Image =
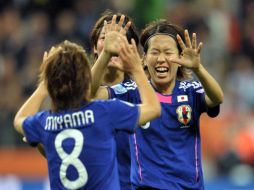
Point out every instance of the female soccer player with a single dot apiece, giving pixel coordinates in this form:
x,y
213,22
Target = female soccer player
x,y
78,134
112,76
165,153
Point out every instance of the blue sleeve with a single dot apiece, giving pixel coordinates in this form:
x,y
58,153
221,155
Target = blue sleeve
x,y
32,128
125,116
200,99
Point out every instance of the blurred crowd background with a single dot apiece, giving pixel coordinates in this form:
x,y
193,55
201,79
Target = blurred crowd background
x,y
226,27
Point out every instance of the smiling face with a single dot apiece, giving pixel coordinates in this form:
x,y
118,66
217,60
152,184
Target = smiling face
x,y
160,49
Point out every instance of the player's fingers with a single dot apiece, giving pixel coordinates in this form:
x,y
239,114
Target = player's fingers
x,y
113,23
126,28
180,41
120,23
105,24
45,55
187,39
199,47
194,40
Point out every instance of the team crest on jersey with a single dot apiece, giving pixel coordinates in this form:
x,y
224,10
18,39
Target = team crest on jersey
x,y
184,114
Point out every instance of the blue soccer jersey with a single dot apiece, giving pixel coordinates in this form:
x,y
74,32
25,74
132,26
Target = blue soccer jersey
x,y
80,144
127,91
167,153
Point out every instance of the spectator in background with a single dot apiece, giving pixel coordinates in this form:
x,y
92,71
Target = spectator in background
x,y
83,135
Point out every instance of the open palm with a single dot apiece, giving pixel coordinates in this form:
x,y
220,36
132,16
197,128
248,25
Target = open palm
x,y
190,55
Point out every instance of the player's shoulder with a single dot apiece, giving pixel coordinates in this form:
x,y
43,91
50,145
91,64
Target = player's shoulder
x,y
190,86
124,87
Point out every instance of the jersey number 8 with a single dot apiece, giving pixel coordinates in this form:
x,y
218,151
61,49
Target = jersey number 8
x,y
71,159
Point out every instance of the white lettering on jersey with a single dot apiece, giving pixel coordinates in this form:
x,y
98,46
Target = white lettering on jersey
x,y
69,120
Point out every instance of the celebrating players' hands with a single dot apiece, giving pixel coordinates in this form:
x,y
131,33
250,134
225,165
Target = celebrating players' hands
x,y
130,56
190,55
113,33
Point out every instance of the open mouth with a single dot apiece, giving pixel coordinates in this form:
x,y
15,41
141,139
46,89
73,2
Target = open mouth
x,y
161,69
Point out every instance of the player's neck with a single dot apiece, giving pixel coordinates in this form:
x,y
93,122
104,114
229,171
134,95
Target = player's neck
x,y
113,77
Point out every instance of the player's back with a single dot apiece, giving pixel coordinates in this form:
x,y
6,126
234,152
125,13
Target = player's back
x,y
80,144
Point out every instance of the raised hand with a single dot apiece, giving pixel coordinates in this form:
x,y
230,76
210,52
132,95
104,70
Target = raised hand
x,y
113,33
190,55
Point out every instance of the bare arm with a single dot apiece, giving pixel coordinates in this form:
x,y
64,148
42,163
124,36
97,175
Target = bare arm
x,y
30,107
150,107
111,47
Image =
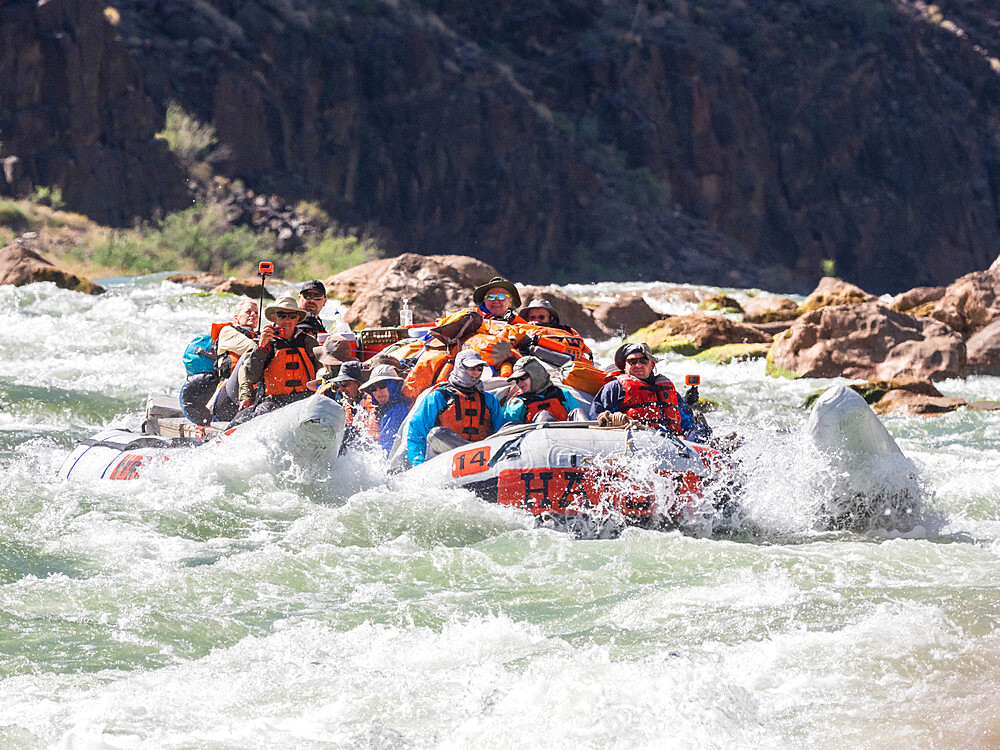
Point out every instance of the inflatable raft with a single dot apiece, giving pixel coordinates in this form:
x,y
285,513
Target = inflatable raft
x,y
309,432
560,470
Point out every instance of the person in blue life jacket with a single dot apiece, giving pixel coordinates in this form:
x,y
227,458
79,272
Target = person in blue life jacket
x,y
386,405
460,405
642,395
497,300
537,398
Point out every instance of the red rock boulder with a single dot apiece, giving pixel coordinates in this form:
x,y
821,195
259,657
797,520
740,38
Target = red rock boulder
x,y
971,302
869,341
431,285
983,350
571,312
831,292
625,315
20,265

...

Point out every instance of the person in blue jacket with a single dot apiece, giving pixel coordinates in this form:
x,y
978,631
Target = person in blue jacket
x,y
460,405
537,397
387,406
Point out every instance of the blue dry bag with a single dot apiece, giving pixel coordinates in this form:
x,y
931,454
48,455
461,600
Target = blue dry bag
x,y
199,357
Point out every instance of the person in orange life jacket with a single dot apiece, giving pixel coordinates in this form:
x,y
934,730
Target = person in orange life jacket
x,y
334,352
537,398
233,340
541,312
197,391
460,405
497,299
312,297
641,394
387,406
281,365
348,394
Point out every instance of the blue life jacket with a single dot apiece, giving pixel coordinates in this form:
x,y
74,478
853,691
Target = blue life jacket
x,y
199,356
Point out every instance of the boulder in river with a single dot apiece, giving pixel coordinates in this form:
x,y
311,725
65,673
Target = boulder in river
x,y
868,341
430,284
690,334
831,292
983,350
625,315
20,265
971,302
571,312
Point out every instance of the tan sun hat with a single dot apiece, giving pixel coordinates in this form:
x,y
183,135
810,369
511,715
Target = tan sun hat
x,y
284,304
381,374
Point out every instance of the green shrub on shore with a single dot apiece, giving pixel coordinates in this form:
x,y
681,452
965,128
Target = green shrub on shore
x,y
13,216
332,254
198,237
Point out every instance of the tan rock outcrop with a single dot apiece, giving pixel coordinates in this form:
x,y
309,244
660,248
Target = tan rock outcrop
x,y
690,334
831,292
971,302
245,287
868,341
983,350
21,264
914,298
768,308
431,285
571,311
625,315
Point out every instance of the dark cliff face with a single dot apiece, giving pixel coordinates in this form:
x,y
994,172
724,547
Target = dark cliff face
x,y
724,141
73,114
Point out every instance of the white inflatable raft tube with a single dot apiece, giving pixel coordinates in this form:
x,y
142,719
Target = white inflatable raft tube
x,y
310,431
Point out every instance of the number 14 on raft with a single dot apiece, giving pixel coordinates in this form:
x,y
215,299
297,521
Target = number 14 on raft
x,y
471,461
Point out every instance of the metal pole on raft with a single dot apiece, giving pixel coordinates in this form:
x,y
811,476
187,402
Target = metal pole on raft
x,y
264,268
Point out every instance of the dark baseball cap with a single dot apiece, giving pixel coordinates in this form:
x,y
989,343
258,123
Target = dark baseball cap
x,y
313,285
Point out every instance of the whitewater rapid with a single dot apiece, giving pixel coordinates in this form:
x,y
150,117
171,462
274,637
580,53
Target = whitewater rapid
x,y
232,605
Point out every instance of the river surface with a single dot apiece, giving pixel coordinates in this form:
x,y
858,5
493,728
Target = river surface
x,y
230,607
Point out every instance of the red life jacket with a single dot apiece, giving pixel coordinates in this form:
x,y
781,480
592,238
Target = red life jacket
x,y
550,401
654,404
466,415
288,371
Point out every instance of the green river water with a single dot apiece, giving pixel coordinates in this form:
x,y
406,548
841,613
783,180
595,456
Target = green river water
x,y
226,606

_Qué generar_
Selecciona cada línea de los datos anteriores en la que aparezca la palabra "team".

_Resultado final_
Point out every instance of the team crest on jersey with a single dot apiece, giving pixel coordinates in this form:
Target = team crest on jersey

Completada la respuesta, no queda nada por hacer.